> **TASK PROMPT**
Count how many lines in the rows below contain the word "tree", matching case exactly, and reply with only that number.

> **EXTRACTED DATA**
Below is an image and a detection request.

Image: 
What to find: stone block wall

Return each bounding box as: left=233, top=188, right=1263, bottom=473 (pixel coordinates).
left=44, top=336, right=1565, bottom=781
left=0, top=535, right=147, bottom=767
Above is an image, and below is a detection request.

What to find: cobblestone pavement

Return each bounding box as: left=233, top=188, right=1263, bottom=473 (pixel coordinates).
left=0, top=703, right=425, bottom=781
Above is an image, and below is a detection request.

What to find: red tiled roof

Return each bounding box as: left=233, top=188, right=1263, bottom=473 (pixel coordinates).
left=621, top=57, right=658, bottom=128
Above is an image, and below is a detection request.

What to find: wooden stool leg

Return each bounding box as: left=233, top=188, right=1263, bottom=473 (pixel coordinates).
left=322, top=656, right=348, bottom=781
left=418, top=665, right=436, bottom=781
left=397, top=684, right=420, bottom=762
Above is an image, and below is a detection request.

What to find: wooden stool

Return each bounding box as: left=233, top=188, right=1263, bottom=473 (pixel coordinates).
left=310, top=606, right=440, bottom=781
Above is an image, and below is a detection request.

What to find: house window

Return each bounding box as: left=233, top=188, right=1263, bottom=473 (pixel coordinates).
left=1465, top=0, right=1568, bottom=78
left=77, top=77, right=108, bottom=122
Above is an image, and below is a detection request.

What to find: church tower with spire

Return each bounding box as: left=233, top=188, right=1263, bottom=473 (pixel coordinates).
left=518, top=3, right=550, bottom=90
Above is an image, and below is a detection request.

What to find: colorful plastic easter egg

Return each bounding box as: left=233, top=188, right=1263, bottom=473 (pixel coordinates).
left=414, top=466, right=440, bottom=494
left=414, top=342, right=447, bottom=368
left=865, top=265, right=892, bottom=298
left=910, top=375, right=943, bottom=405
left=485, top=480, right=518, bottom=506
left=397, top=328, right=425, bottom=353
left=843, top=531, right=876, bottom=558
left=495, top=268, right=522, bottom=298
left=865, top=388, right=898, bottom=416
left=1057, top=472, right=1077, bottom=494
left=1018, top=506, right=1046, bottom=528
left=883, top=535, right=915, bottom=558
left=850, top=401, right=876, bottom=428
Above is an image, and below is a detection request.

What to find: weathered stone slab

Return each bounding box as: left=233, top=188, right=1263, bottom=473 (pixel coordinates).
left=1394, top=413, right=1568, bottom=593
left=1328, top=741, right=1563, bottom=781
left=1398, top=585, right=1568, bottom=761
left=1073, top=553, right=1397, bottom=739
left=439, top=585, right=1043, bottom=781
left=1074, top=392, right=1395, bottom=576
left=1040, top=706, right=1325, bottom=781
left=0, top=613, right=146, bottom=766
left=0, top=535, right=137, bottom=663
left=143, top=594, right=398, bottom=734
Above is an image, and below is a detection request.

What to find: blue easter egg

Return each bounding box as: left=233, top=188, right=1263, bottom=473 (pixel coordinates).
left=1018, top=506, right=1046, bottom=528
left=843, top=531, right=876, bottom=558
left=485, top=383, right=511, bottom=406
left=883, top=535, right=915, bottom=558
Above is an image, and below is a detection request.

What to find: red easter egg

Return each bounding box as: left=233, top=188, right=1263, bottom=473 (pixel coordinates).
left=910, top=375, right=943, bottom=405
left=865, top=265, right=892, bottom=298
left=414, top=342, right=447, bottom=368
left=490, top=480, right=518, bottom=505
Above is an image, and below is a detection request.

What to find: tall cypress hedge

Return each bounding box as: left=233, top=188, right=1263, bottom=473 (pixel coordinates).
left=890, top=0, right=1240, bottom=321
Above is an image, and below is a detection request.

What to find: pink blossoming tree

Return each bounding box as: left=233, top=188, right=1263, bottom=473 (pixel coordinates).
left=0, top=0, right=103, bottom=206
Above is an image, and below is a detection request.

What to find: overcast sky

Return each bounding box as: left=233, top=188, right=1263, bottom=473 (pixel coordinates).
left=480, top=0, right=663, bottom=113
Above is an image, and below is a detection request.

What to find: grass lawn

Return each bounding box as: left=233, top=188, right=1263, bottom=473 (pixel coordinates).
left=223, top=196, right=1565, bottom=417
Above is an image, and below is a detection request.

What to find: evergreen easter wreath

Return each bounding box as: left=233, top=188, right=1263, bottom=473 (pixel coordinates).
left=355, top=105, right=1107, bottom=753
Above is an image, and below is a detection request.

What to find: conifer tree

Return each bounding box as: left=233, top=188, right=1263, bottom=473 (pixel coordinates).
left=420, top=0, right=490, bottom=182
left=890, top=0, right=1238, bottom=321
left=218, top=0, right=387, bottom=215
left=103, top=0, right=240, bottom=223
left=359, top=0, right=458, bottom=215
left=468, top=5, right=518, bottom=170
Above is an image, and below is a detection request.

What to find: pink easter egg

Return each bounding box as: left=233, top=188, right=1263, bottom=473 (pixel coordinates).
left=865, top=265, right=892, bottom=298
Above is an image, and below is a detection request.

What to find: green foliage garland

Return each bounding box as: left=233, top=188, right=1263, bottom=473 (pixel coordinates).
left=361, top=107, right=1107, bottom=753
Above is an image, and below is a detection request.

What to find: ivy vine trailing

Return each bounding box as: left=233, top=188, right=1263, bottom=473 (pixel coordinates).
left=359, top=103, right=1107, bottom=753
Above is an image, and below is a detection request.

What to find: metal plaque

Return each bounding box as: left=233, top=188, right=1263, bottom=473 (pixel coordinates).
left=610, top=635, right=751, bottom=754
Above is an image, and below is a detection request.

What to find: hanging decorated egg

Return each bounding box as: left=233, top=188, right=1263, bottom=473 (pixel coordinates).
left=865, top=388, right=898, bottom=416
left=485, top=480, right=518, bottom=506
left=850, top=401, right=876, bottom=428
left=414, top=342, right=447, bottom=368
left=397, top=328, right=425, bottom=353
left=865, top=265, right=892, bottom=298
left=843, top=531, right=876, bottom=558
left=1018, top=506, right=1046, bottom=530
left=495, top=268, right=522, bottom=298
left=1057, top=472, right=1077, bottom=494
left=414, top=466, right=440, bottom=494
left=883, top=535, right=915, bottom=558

> **TASK ANSWER**
2